EXERCISE REQUIREMENTS |
Copy the material that follows word for word and omit its pictures.

[Named-object pointing records]
######

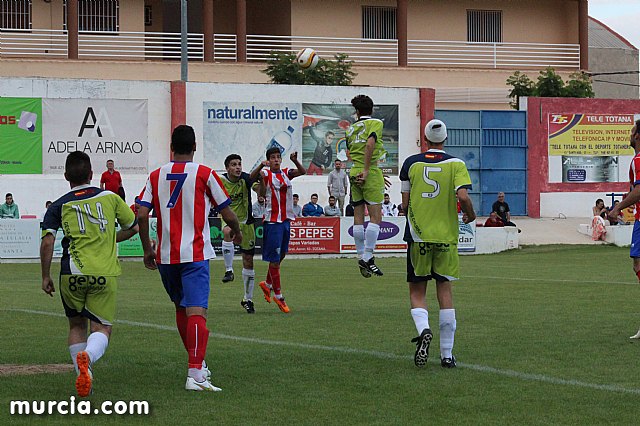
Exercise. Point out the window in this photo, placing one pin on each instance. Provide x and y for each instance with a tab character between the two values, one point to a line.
96	15
379	22
15	14
484	26
148	17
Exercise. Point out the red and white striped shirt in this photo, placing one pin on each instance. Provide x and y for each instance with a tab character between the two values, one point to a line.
279	197
634	179
182	193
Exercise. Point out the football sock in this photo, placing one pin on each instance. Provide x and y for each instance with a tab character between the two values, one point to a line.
248	278
274	273
447	331
197	337
96	346
74	350
227	254
420	318
181	323
358	239
370	239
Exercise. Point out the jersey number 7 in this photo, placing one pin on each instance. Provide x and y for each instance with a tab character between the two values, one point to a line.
180	178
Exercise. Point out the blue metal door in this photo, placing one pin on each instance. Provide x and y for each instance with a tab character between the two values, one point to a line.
493	144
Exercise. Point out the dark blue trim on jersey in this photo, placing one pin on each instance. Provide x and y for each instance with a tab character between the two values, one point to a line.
226	203
145	204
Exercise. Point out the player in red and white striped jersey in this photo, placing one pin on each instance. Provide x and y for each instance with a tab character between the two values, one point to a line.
633	199
275	186
182	193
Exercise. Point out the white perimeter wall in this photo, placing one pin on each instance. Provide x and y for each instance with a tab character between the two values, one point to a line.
31	191
406	99
571	204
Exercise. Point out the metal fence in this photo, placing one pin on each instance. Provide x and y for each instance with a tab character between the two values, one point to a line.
158	45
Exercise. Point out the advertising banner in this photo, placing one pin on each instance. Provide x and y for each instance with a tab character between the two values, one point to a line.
315	235
106	129
588	147
20	136
323	136
19	238
249	129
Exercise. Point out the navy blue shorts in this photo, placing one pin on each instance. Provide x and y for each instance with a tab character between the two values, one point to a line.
275	240
635	240
187	284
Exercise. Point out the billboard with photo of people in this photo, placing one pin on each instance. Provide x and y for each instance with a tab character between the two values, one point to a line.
323	136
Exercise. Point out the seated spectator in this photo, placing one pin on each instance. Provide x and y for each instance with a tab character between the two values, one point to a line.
501	207
494	221
259	207
348	211
599	209
312	209
297	210
9	210
332	209
388	208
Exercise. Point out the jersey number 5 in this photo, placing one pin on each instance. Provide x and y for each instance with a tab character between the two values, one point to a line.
436	186
179	178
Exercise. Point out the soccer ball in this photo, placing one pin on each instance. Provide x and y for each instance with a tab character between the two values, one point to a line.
307	58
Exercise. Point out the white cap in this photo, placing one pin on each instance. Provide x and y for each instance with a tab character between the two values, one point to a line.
435	131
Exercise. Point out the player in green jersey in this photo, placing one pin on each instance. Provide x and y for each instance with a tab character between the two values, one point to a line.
364	141
89	265
432	183
239	185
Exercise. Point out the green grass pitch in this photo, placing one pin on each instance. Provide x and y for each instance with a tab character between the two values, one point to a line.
543	338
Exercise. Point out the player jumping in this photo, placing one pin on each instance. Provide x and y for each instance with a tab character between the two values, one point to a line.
364	141
239	184
275	186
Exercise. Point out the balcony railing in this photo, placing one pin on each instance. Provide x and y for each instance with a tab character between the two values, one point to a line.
166	46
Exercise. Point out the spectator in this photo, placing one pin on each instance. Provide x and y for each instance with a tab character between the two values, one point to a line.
312	208
502	209
46	207
338	184
297	210
388	208
599	209
323	152
349	210
258	208
332	209
494	221
9	210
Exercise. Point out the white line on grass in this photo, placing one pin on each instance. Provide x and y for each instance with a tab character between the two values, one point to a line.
376	354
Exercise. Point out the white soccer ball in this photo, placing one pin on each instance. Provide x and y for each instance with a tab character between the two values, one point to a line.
307	58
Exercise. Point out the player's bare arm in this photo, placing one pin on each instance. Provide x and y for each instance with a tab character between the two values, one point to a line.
231	220
631	198
46	254
300	170
125	234
368	153
149	258
468	214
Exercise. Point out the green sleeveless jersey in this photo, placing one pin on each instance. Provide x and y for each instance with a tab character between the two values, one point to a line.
88	217
240	195
432	178
357	135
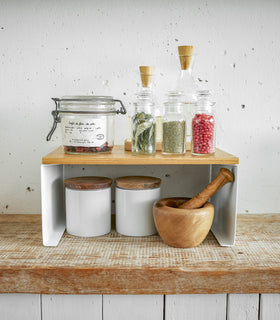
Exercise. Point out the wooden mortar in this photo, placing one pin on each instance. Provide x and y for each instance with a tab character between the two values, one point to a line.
185	223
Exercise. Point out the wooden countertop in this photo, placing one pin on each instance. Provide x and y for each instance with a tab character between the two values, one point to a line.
120	156
115	264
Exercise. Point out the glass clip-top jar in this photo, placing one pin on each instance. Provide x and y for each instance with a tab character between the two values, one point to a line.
203	125
87	123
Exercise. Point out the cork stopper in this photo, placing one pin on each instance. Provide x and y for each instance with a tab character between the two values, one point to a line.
185	54
146	73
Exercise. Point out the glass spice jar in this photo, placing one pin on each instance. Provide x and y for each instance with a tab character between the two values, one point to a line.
203	125
174	125
143	124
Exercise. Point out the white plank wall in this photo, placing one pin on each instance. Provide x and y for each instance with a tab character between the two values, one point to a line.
141	307
243	307
128	307
19	306
270	307
195	306
72	307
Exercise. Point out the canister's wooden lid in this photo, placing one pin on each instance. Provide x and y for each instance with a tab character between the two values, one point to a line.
88	183
138	182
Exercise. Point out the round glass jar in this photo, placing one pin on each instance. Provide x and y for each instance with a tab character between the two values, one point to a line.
88	206
174	126
143	123
203	125
135	196
87	123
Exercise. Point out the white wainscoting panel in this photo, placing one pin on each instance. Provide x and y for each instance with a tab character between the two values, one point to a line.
71	307
243	307
195	307
270	307
132	307
17	306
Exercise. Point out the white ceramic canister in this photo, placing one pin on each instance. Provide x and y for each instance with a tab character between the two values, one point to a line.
135	196
88	206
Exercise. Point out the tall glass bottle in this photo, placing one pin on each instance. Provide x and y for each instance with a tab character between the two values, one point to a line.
147	76
203	125
143	126
174	125
186	84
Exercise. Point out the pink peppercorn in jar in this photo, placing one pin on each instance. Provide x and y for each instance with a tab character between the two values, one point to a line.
87	123
203	125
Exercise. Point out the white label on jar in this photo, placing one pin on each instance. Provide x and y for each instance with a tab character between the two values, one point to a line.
84	132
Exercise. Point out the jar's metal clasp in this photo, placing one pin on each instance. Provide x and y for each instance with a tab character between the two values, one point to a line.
56	119
122	109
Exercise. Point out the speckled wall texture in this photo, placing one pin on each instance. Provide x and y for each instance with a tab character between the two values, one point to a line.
55	48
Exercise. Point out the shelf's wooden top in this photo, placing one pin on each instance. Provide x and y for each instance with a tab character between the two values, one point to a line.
122	157
115	264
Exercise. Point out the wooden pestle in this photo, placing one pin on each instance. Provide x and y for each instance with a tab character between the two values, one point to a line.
201	198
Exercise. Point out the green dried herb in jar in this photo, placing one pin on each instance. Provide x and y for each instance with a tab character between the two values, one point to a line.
174	125
174	136
143	133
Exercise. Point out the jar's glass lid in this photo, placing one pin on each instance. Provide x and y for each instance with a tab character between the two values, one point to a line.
84	103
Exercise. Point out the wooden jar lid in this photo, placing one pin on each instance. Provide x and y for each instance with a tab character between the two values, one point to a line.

######

EXPECTED OUTPUT |
Exercise. Point out the window in this photo, placing one pin on each instance. Provide x and y for each instance with a tab character between the two values, one point to a line.
96	15
379	22
15	14
484	26
148	17
Exercise. Point out the red and white striped shirt in this photo, placing one pin on each instance. Provide x and y for each instance with a tab character between the two values, one point to a line.
279	197
634	179
182	193
Exercise. Point out the football sock in this photo, placing one pin on each instance. Provide x and y for each instance with a tab character between the two values, one point to a line.
248	278
274	273
447	331
197	337
96	346
74	350
227	254
420	318
181	323
358	239
370	239
Exercise. Point out the jersey number 7 in this photo, placing one pin on each instance. Provide x and y for each instance with a tab character between the two values, one point to a line.
180	178
Exercise. Point out the blue metal door in this photo, placing one pin on each instance. Provide x and y for each instance with a tab character between the two values, one point to a line.
493	144
Exercise. Point out the dark blue trim on jersey in this photo, placing one pin on each instance. Provide x and y for each instance with a tab character between the two values, one point to a line.
226	203
145	204
Exercise. Point out the player in red and white striped jersey in this photo, placing one pin on each instance. Provide x and y for each instance with a tab character between the two values, one point to a line.
633	199
275	186
182	193
Exercise. Point out the white perimeter wall in this photo, placing one pin on each instance. Provide x and y for each instance with a tab character between the two values, one point to a line.
31	191
406	99
571	204
Exercise. Point out the metal fence in this photo, placing one pin on each instance. Provide x and y for each instance with a tab character between the two values, one point to a line.
158	45
Exercise. Point out the advertising banner in this photo, placing one pin on each instance. Provide x and y for each instance with a tab character between the two values, one point to a line.
315	235
106	129
588	147
20	136
323	136
19	238
249	129
Exercise. Point out the navy blue shorts in this photo, placing one pin on each instance. Provide x and y for each instance with a tab character between the two values, one point to a line.
275	240
635	240
187	284
Exercise. Point out the billboard with photo of people in this photo, placing one pin on each instance. Provide x and y for each instance with a tab character between the two values, one point to a line.
323	136
Exercise. Point out the seated spectator in this photo, placing one pin on each instance. Provide x and y for each instance with a tab character between the two values, one point to a line.
501	207
494	221
259	207
348	211
599	209
312	209
297	210
9	210
332	209
388	208
Exercise. Point out the jersey number 5 in this photo, placing one pin on each instance. Provide x and y for each instance with a tab character between the two values, one point to a line.
436	186
179	178
Exercise. Point out the soccer ball in this photo, placing one pin on each instance. Provide x and y for each instance with a tab character between the two values, one point to a line.
307	58
Exercise. Point out the white cap in this photo, placing one pin on each instance. Provide x and y for each instance with a tab character between the two values, one point to a line.
435	131
Exercise. Point out the player in green jersey in this photo, placing one pin on each instance. Provide x and y for each instance with a tab character between the two values, one point to a line.
364	141
89	265
432	183
239	185
Exercise. Point out the green grass pitch in this photo, placing one pin on each instance. Provide x and y for each instance with a tab character between the two values, one point to a line.
543	338
Exercise. Point out the player jumping in this photo, placing one pin on each instance. Provide x and y for each instance with a tab character between the two values, one point to a line.
364	141
239	184
275	186
Exercise. Point out the balcony railing in this photo, placing one pin on each instance. Provide x and y for each instance with a tab character between the two values, one point to a line.
166	46
Exercise. Point out the spectator in this photo, placing one pin on each instance. Provide x and y for each instance with a tab character between the two values, one point to a line.
312	208
502	209
46	207
338	184
297	210
388	208
599	209
323	152
349	210
258	208
332	209
494	221
9	210
Exercise. Point out the white line on grass in this photo, placing one pin on each instance. Provide x and y for each instance with a tab character between the two values, one point to a line.
376	354
Exercise. Point out the white soccer ball in this photo, placing one pin on each instance. Provide x and y for each instance with a tab character between the two values, one point to a line.
307	58
Exercise. Point out the player's bare arm in this photo, placing one pin on each instance. Provide x and y for each instance with a tab character between the two values, one point to a line.
231	220
631	198
46	254
300	170
125	234
368	153
149	258
468	214
Exercise. Point out the green sleeveless jersey in this photo, placing one pin on each instance. Provide x and y for each instance with a tab character between the two values, one point to a line.
88	217
240	195
432	178
357	135
Exercise. Point out the wooden mortar in this photo, placing one pin on each instance. Provide x and y for each instance with a tab character between the two values, one point to a line.
185	223
Exercise. Point out the wooden countertop in this photo, placing one pin on each instance. Provide x and y for each instance with a tab character between the two values, one point to a line.
120	156
115	264
Exercise. Point out the glass clip-top jar in this photo, placing one pin on each instance. Provide x and y for each instance with a tab character between the two values, one point to a line.
203	125
87	123
Exercise. Point out the cork stopper in this photo, placing one pin on each instance. Provide x and y for each instance with a tab character between the two values, one point to a line.
185	54
146	73
Exercise. Point out the glass spice jar in this photo, placing one pin on each instance. Provide x and y for each instance with a tab character between the two values, one point to a line.
203	125
174	125
143	124
Exercise. Point out the white plank wall in this photo, placing one pin on each instance. Provide x and y for each instance with a tab character between the two values, one point to a line.
141	307
243	307
128	307
19	306
270	307
195	306
72	307
Exercise. Point out the canister's wooden lid in this photo, placing one pin on each instance. Provide x and y for each instance with a tab character between the two values, one point to a line.
88	183
138	182
Exercise. Point out the round glass jar in this photo, placing one pin on each instance. Provide x and y for each instance with a tab character between the two values, one point to a line.
88	206
174	126
143	123
203	125
135	196
87	123
Exercise. Point out the white wainscoting panel in this photo, placing one pin on each instance. Provide x and y for each instance with a tab character between the two values, one point to a line.
71	307
243	307
195	307
270	307
132	307
17	306
Exercise. Point out the white ceramic canister in this photo, placing one pin on each instance. Provide x and y for each instance with a tab character between the two values, one point to a line.
135	196
88	206
Exercise. Point out the tall glass bottle in this photo, placing one pin on each instance. Provide x and y for each instance with a tab character between the two values, one point to a line.
147	76
203	125
143	126
174	125
186	84
Exercise. Point out the pink peppercorn in jar in this photo, placing one pin on each instance. Provide x and y for each instance with a tab character between the two values, one point to a line.
87	123
203	125
Exercise. Point out the white label on jar in this photo, placing one pin on each instance. Provide x and y for each instance with a tab character between the two values, one point to a line.
84	132
Exercise. Point out the jar's metal clasp in this photo, placing one pin on each instance. Provide x and y for each instance with a tab character between the two values, one point to a line.
56	119
122	109
Exercise. Point out the speckled wall texture in this photo, placing one pin on each instance. Provide x and y for each instance with a tab character between the two values, one point to a line.
55	48
Exercise. Point out the shelf's wooden top in this photo, placing one pin on each instance. Provide x and y for each instance with a tab character between the two values, one point to a line.
122	157
115	264
Exercise. Point out the wooden pestle in this photo, placing one pin on each instance. Provide x and y for each instance with a tab character between the two values, one point to a line.
201	198
Exercise. Point out the green dried herb in jar in this photo, placing one pin on each instance. Provide x and y for each instance with a tab character between the two values, one point to a line.
174	125
174	136
143	133
Exercise. Point out the jar's glass lid in this photo, placing one pin on each instance. Provide x and y for each instance with a tab character between the two values, one point to a line.
84	103
Exercise. Point out the wooden jar lid in this photo, placing one pin on each instance. Provide x and y for each instance with a tab character between the two values, one point to a line.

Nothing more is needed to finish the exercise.